Lauren Smith-Fields (January 23, 1998 — December 12, 2021) was an African-American woman living in Bridgeport, Connecticut. On the morning of Sunday, December 12, 2021, she was allegedly found unresponsive in bed by her Bumble date, Matthew LaFountain.

Background 
Smith-Fields was aged 23 and on a date with a Bumble date, Matthew LaFountain, at the time of her death. He found her unresponsive at around 6 a.m. Immediately calling 9-1-1, he started chest compressions as advised by the operator. These efforts would prove to be unsuccessful and she was pronounced dead at the scene. First responders noted that her date seemed "shaken up" and in a state of shock. Her death was ultimately ruled an accidental overdose caused by Fentanyl and alcohol mixing.

■ Set tasks:
A - In the text about Lauren Smith-Fields, at roughly what hour did her date find her unresponsive?
B - Write what comes next in the text about Lauren Smith-Fields, picking up after its final sentence.

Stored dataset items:
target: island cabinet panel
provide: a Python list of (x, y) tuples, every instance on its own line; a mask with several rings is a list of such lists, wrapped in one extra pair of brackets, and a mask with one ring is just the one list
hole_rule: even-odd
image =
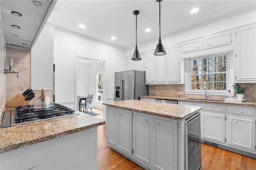
[(118, 109), (118, 144), (119, 148), (132, 155), (132, 111)]
[(201, 137), (225, 143), (225, 115), (201, 112)]
[(152, 166), (157, 169), (177, 169), (177, 121), (153, 116)]
[(229, 115), (228, 144), (255, 151), (255, 119)]
[(107, 108), (107, 142), (114, 146), (117, 144), (117, 108)]
[(151, 165), (152, 155), (152, 115), (134, 112), (134, 156)]

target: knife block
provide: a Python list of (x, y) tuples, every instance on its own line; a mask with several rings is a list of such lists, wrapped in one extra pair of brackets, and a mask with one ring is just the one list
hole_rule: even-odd
[(26, 106), (29, 104), (30, 101), (25, 101), (24, 99), (25, 97), (21, 94), (18, 94), (5, 105), (5, 107), (15, 107), (18, 106)]

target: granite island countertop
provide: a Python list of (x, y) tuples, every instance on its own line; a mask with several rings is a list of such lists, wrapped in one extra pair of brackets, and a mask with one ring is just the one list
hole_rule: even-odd
[(190, 102), (203, 102), (203, 103), (218, 103), (218, 104), (225, 104), (227, 105), (242, 105), (242, 106), (252, 106), (252, 107), (256, 107), (256, 102), (255, 101), (243, 101), (243, 102), (232, 102), (232, 101), (226, 101), (224, 100), (223, 101), (211, 101), (211, 100), (208, 100), (205, 101), (203, 100), (192, 100), (192, 99), (188, 99), (186, 98), (181, 98), (181, 97), (168, 97), (168, 96), (154, 96), (154, 95), (145, 95), (145, 96), (140, 96), (139, 97), (140, 98), (150, 98), (150, 99), (164, 99), (164, 100), (177, 100), (179, 101), (187, 101)]
[(0, 128), (0, 153), (104, 125), (103, 120), (78, 115)]
[(174, 119), (184, 119), (199, 111), (202, 107), (151, 101), (128, 100), (104, 103), (106, 106)]

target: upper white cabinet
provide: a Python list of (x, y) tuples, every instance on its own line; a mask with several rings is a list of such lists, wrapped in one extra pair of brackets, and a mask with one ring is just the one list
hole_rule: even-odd
[(203, 39), (204, 49), (230, 45), (231, 34), (230, 31), (226, 31), (204, 37)]
[(154, 51), (146, 53), (146, 84), (166, 83), (166, 55), (154, 55)]
[(126, 70), (134, 69), (134, 61), (132, 60), (132, 55), (126, 57)]
[(256, 24), (236, 30), (236, 83), (256, 83)]
[(182, 83), (184, 82), (185, 70), (182, 67), (184, 61), (182, 62), (180, 59), (179, 51), (178, 44), (166, 47), (166, 79), (168, 83)]
[(200, 38), (182, 43), (182, 53), (184, 54), (202, 50), (202, 38)]

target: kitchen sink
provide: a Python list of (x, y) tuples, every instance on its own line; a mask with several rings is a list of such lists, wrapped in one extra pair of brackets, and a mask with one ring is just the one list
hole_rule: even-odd
[(186, 98), (188, 100), (198, 100), (200, 101), (224, 101), (223, 100), (214, 100), (210, 99), (194, 99), (194, 98)]

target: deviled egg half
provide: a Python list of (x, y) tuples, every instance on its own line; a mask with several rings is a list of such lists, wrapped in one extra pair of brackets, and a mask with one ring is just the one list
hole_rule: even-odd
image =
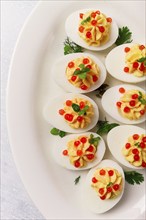
[(146, 120), (146, 94), (133, 85), (118, 85), (102, 96), (104, 110), (119, 122), (138, 124)]
[(123, 44), (109, 52), (105, 65), (116, 79), (138, 83), (146, 80), (146, 48), (142, 44)]
[(133, 169), (146, 168), (146, 133), (143, 128), (132, 125), (113, 128), (108, 133), (107, 143), (121, 164)]
[(54, 146), (55, 161), (66, 169), (85, 170), (97, 165), (105, 153), (103, 139), (93, 132), (70, 134)]
[(65, 30), (76, 44), (95, 51), (107, 49), (118, 37), (116, 23), (97, 9), (73, 12), (66, 20)]
[(124, 186), (123, 169), (112, 160), (103, 160), (87, 174), (83, 203), (94, 213), (104, 213), (120, 201)]
[(88, 131), (99, 118), (97, 104), (85, 95), (74, 93), (65, 93), (50, 100), (43, 113), (48, 123), (69, 133)]
[(87, 93), (99, 88), (106, 79), (102, 62), (88, 53), (75, 53), (61, 57), (53, 65), (55, 82), (67, 92)]

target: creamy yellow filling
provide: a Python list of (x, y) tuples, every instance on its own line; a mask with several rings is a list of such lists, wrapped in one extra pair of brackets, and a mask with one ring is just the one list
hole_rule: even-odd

■ Responses by task:
A - At around 6 a.m.

B -
Controversy 
Many people, including Smith-Fields' family, believe that the police department in charge of handling the case did not do enough or conduct a proper investigation. Some believe her date may be responsible for her death but he was cleared upon questioning, still Smith-Fields family feels the police department did not explore her date as a suspect far enough. Many say this incident did not receive as much attention or care as it would have if Smith-Fields were a white woman, calling this situation another example of institutionalized racism and a lack of care for black lives.

Aftermath 
Smith-Fields' family organized a protest outside of Morton Government Center and the detectives in charge of her case were put on leave and/or resigned. The case is still open and has been reassigned to other officers.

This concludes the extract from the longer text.